● Exercise material
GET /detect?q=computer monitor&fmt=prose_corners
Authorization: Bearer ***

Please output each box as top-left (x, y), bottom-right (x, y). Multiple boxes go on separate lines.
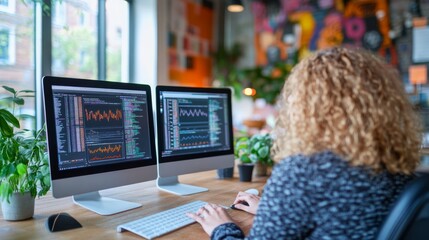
* * *
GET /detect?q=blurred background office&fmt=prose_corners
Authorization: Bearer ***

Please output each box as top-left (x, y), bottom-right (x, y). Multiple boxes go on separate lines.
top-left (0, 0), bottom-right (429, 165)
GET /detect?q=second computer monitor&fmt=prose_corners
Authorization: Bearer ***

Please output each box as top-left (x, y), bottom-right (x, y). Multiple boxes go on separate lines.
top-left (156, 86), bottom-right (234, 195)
...
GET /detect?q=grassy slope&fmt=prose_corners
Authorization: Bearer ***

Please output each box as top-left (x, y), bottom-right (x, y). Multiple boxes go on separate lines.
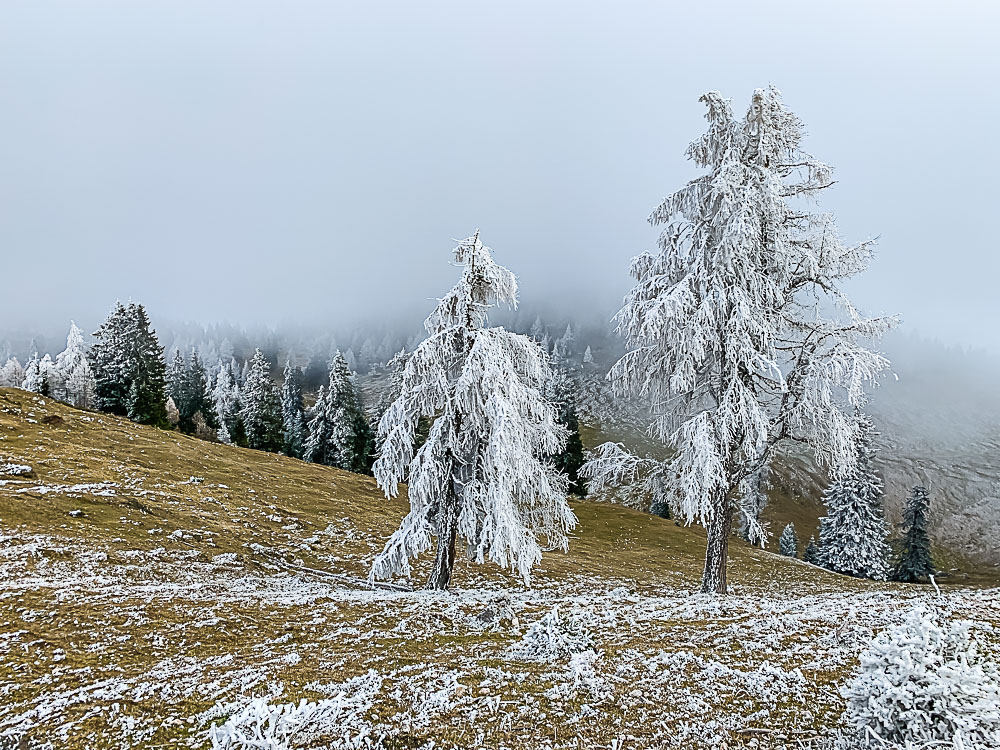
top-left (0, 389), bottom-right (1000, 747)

● Work instructions
Format the lines of the records from the line containing "GET /detect?q=blurred background" through the line containing "top-left (156, 86), bottom-right (234, 195)" as a JSON list of strings, one string per line. Leave out blank lines.

● Written answer
[
  "GET /detect?q=blurred background office&fmt=prose_corners",
  "Authorization: Bearer ***",
  "Please output each box as top-left (x, y), bottom-right (x, y). Multiple boxes go on separate lines.",
  "top-left (0, 0), bottom-right (429, 165)",
  "GET /detect?q=second computer monitor&fmt=prose_corners",
  "Authorization: Bearer ***",
  "Please output each box as top-left (x, y), bottom-right (x, y). Multiple boxes go on separate lines.",
  "top-left (156, 86), bottom-right (234, 195)"
]